**Exercise brief**
Please reproduce the records starting with the line with "Reviewer note. Confirm that each instance of the dirt" and going on through the line with "Reviewer note. Confirm that each instance of the green foliage", substituting "marker" for "keypoint" and changing nothing else. Leave the pictures out of your answer.

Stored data
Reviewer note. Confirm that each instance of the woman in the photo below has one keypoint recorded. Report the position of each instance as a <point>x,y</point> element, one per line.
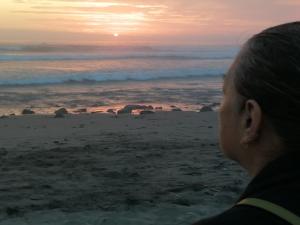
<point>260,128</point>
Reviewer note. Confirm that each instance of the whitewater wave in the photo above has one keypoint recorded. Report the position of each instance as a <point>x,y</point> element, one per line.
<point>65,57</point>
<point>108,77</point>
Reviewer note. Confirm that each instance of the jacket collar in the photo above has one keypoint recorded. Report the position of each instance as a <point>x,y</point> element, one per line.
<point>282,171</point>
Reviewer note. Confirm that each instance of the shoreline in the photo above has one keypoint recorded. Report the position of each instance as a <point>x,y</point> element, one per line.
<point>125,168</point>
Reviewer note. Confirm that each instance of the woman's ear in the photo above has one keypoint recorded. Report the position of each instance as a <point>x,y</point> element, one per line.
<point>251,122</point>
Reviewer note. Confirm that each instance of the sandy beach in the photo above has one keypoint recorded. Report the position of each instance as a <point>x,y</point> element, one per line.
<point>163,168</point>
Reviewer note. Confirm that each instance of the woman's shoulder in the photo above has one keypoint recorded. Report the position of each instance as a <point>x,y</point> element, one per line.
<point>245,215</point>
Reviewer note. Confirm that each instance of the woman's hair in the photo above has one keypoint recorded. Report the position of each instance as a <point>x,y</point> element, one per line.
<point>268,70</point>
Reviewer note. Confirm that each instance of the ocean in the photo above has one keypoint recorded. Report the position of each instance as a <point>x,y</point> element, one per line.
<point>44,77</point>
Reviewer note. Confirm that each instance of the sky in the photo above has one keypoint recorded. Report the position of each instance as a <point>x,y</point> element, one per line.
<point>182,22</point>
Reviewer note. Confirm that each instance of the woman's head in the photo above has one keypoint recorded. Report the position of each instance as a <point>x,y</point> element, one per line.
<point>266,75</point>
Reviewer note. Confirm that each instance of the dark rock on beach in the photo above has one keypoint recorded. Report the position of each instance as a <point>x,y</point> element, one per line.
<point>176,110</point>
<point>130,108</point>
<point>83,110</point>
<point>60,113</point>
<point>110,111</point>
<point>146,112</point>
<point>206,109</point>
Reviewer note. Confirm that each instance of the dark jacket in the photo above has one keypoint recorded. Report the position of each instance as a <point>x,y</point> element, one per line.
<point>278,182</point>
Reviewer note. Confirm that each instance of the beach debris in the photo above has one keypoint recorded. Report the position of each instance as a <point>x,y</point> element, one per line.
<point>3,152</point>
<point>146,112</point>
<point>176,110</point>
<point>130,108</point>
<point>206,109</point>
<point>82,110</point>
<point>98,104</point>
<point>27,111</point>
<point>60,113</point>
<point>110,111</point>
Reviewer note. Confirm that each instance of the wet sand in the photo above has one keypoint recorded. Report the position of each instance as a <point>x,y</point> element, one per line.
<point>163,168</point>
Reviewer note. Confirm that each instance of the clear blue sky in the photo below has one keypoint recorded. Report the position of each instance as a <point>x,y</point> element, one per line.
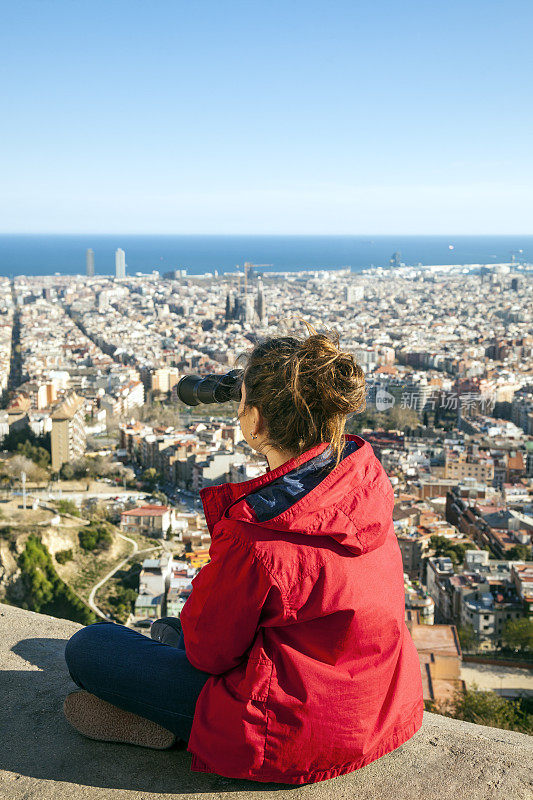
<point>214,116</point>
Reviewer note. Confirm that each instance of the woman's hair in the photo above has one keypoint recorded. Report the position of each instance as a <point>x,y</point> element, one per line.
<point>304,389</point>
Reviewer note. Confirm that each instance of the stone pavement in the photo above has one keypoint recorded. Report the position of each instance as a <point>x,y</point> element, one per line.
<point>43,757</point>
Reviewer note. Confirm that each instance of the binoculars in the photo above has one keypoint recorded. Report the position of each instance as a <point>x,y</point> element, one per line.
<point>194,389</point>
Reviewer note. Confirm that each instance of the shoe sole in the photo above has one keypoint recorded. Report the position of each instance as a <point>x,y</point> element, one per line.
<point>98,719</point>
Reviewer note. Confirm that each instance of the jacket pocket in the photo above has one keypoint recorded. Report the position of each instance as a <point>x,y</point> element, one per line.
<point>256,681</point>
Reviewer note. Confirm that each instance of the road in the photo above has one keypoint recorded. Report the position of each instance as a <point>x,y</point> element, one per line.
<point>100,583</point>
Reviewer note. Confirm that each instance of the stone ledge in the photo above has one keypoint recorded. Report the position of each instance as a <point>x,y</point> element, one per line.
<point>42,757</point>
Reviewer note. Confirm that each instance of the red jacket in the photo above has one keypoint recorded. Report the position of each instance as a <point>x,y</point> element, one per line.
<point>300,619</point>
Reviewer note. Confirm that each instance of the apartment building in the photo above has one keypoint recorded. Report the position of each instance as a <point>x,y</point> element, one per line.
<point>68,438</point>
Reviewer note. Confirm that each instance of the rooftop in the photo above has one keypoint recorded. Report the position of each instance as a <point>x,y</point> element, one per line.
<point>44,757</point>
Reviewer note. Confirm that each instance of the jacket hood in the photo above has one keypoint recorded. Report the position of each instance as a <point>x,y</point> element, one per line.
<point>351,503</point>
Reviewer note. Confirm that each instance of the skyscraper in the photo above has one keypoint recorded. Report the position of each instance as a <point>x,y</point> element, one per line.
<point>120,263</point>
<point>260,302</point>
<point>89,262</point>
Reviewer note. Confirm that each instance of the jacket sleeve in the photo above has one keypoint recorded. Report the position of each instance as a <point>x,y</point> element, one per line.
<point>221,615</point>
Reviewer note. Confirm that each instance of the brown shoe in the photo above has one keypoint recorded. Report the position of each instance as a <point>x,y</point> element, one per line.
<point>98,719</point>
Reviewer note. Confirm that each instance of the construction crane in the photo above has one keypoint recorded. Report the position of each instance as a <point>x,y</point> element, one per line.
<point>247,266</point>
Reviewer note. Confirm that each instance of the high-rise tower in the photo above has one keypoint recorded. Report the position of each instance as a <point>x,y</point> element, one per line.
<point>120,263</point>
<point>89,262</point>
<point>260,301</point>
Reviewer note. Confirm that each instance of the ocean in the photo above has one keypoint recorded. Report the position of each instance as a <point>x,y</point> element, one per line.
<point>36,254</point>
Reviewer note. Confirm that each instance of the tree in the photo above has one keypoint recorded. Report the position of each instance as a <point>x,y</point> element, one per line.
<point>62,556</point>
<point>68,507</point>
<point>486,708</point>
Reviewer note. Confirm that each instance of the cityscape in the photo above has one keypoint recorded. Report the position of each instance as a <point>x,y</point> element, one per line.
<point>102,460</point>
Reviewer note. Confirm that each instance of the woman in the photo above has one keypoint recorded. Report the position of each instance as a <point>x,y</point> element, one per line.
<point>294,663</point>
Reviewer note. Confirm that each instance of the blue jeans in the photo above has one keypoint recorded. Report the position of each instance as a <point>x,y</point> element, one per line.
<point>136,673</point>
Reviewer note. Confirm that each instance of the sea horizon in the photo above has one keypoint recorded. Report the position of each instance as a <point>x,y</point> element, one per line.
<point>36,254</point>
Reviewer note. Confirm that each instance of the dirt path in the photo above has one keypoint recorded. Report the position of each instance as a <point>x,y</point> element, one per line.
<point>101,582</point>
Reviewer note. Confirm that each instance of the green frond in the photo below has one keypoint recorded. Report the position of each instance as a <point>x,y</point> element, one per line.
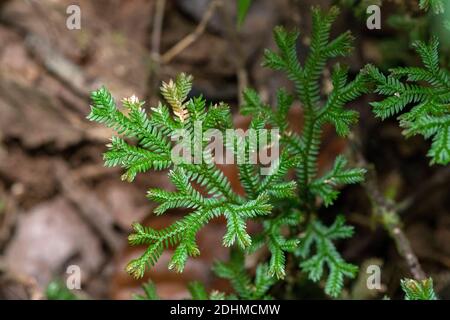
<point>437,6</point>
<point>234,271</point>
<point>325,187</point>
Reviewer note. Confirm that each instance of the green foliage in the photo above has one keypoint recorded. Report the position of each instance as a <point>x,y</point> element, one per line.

* * *

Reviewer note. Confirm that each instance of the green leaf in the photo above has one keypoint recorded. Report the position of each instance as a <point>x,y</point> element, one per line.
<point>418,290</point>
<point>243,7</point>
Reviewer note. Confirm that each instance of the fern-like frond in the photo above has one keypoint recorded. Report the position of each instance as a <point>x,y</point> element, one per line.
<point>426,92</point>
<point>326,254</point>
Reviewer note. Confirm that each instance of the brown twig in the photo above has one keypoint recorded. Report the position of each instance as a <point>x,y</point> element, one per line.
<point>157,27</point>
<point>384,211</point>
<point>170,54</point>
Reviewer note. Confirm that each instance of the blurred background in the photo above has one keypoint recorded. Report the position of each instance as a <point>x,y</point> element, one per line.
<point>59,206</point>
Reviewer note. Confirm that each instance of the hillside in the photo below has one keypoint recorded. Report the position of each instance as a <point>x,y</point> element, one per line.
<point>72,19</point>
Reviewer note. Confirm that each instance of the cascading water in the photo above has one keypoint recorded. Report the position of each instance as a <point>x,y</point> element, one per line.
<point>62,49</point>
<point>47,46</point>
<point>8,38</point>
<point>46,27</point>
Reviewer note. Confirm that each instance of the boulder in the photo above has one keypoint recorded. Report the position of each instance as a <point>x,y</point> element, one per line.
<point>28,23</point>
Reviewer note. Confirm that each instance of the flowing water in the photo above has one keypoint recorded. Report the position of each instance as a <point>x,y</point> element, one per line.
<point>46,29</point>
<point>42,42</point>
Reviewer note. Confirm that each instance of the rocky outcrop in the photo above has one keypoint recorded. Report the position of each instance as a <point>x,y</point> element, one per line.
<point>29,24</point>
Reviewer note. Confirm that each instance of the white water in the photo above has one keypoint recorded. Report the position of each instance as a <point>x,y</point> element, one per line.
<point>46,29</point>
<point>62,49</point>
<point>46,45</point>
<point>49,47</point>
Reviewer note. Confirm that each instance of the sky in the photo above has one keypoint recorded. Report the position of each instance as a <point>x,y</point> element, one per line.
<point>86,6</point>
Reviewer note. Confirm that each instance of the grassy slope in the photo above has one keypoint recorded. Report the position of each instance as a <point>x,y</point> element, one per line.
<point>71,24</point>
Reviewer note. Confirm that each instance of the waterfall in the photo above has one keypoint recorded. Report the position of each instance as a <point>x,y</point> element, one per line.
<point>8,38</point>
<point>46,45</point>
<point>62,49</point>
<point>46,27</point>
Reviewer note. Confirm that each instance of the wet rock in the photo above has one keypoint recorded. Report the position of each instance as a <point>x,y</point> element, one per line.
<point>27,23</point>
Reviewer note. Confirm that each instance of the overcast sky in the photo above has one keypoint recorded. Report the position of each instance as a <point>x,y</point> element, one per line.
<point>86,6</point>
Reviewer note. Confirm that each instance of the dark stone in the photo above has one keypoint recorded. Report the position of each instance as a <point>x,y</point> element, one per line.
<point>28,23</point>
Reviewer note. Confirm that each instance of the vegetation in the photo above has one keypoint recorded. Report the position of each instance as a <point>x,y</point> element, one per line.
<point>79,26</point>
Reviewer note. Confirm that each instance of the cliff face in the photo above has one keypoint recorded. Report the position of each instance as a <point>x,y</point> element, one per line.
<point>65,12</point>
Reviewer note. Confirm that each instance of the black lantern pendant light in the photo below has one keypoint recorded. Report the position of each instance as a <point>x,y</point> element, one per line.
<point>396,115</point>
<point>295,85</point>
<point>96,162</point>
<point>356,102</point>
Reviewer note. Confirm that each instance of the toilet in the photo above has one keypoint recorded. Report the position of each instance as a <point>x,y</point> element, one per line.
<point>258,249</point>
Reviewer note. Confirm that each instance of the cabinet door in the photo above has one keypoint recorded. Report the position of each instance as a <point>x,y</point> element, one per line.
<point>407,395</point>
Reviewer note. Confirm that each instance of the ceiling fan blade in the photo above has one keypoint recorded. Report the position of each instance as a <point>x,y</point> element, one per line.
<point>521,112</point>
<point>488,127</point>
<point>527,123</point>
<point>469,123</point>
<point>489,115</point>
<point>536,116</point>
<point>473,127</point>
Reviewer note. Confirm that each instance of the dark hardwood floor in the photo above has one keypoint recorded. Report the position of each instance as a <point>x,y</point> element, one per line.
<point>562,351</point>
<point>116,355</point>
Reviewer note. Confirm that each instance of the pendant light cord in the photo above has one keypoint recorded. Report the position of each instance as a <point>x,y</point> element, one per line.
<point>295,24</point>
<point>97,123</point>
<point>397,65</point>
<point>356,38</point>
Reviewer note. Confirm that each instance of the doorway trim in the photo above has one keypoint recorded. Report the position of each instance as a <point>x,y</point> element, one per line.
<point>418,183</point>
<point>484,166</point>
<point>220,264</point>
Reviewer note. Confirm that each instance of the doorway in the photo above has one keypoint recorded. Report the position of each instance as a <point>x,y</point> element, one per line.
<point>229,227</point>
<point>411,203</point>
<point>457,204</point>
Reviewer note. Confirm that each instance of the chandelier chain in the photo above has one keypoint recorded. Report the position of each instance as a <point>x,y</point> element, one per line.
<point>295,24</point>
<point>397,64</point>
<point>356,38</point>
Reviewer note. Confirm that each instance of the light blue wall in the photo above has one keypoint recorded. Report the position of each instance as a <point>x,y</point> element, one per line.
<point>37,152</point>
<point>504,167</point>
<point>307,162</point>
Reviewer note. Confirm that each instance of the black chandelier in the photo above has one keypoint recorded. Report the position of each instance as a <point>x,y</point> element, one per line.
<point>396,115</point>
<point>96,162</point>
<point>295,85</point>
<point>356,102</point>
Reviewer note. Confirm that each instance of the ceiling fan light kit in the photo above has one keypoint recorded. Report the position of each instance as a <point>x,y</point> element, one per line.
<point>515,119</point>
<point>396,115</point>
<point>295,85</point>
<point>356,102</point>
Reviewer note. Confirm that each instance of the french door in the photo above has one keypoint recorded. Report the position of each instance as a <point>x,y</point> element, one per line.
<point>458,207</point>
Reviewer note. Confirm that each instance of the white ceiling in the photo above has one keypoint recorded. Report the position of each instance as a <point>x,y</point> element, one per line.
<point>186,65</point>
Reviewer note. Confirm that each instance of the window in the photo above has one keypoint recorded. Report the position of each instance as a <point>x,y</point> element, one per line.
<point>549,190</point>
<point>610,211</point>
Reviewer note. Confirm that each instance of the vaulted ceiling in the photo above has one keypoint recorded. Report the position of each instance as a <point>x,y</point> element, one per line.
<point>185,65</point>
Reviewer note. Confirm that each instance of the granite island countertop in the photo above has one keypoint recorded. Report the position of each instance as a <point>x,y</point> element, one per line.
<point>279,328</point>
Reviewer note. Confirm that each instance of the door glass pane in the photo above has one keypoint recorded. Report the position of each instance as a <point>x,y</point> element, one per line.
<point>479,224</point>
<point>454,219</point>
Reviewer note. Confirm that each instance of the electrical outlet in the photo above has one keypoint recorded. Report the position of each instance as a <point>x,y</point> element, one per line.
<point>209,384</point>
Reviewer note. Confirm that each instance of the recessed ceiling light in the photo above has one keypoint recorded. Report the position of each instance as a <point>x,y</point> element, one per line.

**Full output**
Reviewer note. Confirm that each instance of the dirt path in the photo above has one marker recorded. Report the position of each instance as a <point>x,y</point> element, one per line.
<point>101,582</point>
Reviewer note. Confirm that each instance of the green frond in the photo below has one marker recorded. Report the position of each instance as a <point>x,y</point> element, one per line.
<point>437,6</point>
<point>234,271</point>
<point>325,187</point>
Reviewer note. Confirm that each instance of the green foliage in the photo above has one marker recorded. Report the position of each instance as a <point>x,y</point> element, one per line.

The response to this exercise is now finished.